◆ **Directions for this task**: Render the lines below as a JSON list of strings, one string per line, starting with the line that contains "Pinpoint black microphone" and running through the end of the records, both included. Leave out blank lines.

◆ **Image box annotation records**:

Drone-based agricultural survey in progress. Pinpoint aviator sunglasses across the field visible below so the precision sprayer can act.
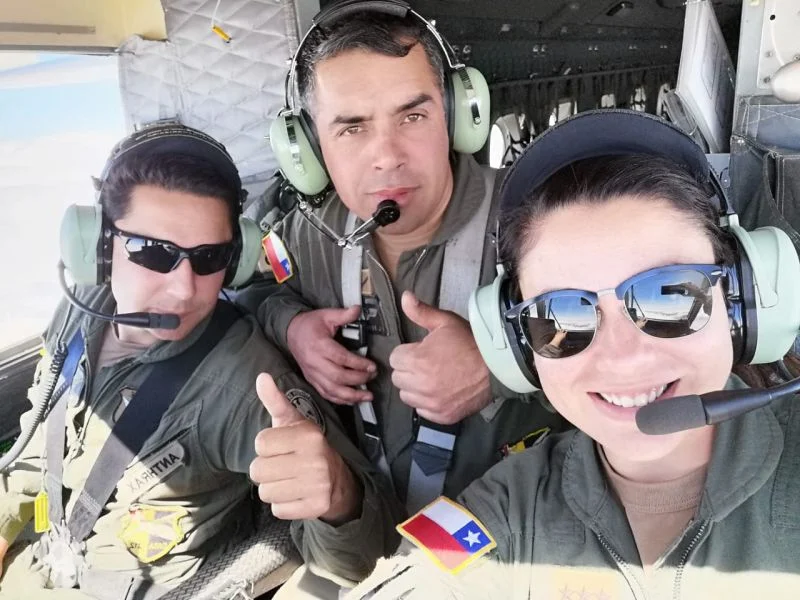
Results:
[109,225,234,275]
[505,264,724,358]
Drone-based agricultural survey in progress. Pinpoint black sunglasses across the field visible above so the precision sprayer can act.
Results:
[109,225,235,275]
[505,264,725,358]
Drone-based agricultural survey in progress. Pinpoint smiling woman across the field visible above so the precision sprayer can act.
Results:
[0,52,124,349]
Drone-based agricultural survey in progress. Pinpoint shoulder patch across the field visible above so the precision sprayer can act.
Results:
[261,230,294,283]
[397,496,497,573]
[286,388,325,433]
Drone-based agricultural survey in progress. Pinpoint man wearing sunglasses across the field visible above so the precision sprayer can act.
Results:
[0,125,394,600]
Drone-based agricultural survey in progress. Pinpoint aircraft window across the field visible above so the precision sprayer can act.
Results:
[0,52,125,350]
[548,98,578,127]
[489,122,507,169]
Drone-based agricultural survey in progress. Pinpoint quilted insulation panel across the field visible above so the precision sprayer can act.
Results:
[119,0,298,198]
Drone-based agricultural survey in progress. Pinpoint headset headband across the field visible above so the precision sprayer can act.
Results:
[100,124,244,203]
[500,109,729,214]
[284,0,471,111]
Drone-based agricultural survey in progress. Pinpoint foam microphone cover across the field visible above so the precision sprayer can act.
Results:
[636,395,706,435]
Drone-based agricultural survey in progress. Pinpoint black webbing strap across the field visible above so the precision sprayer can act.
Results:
[68,300,239,542]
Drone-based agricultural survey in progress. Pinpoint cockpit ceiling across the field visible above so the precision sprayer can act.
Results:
[0,0,167,51]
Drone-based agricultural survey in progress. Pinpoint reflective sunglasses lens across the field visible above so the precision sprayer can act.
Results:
[519,293,597,358]
[623,269,712,338]
[189,244,233,275]
[125,237,180,273]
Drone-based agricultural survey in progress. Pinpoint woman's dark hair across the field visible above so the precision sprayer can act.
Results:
[499,155,733,271]
[100,154,241,230]
[499,155,800,388]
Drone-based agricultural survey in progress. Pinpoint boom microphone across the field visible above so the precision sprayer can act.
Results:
[58,261,181,329]
[636,377,800,435]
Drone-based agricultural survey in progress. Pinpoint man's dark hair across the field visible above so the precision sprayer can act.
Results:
[500,155,733,271]
[100,154,240,234]
[296,11,445,114]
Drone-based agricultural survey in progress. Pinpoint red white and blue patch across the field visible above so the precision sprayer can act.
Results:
[261,231,294,283]
[397,497,497,573]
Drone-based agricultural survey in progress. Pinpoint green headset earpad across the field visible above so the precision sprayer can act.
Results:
[449,67,490,154]
[269,111,329,196]
[60,204,110,285]
[225,216,261,287]
[728,222,800,364]
[468,272,539,394]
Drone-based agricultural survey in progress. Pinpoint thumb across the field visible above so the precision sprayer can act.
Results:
[400,290,450,331]
[256,373,305,427]
[324,305,361,330]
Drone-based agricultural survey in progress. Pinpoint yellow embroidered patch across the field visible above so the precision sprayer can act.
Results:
[500,427,550,457]
[397,496,497,573]
[549,567,627,600]
[119,505,189,563]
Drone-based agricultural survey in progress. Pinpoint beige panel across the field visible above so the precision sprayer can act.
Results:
[0,0,167,48]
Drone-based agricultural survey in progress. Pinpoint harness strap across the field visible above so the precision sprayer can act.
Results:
[341,167,496,513]
[46,301,239,542]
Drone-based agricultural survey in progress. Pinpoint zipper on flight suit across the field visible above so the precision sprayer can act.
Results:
[595,532,647,600]
[64,357,135,463]
[672,519,709,600]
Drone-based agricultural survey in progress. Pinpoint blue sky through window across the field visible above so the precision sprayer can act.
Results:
[0,52,125,348]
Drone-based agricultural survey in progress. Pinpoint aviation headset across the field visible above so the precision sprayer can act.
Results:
[61,123,261,287]
[269,0,489,196]
[469,110,800,393]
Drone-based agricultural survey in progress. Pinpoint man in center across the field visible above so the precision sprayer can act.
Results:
[259,3,563,513]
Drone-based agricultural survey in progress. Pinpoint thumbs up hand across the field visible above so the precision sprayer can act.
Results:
[389,291,491,425]
[250,373,361,524]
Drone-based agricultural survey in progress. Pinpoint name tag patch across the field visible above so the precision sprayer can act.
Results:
[397,497,497,573]
[261,231,294,283]
[125,442,186,494]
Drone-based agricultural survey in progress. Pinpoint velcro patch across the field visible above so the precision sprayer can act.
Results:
[261,230,294,283]
[397,496,497,573]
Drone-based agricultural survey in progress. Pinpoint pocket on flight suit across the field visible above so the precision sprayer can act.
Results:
[731,136,800,253]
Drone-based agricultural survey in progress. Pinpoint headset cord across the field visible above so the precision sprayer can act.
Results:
[0,305,72,471]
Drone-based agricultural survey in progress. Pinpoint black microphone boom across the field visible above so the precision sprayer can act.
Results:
[58,262,181,329]
[297,195,400,249]
[636,377,800,435]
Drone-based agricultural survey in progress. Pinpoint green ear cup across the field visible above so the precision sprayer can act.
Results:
[228,216,261,287]
[450,67,490,154]
[269,114,328,196]
[468,272,538,394]
[730,224,800,364]
[60,204,103,285]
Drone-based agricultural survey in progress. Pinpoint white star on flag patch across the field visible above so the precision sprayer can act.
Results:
[397,496,497,573]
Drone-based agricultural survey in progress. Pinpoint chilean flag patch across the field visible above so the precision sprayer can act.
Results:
[261,231,294,283]
[397,496,497,573]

◆ **Result**:
[
  "Drone-based agricultural survey in progress. Pinpoint black microphone boom across the field visible above so the precision sprayer can act.",
  "Results:",
  "[58,262,181,329]",
  "[297,195,400,249]",
  "[636,377,800,435]",
  "Drone-based agricultural survey in progress. Pinpoint green ear cup across the field visible above so the precision sprayer can act.",
  "Results:",
  "[228,216,261,287]",
  "[450,67,490,154]",
  "[269,114,328,196]",
  "[468,272,538,394]",
  "[730,224,800,364]",
  "[60,204,103,285]",
  "Drone-based agricultural survey in progress. Pinpoint white star on flag patch across the field visible above so the precision sprayer can act.",
  "Results:",
  "[397,496,497,573]",
  "Drone-based agricultural survey in progress. Pinpoint chilean flag patch across the field visible above so the precision sprayer can act.",
  "Results:",
  "[261,231,294,283]",
  "[397,496,497,573]"
]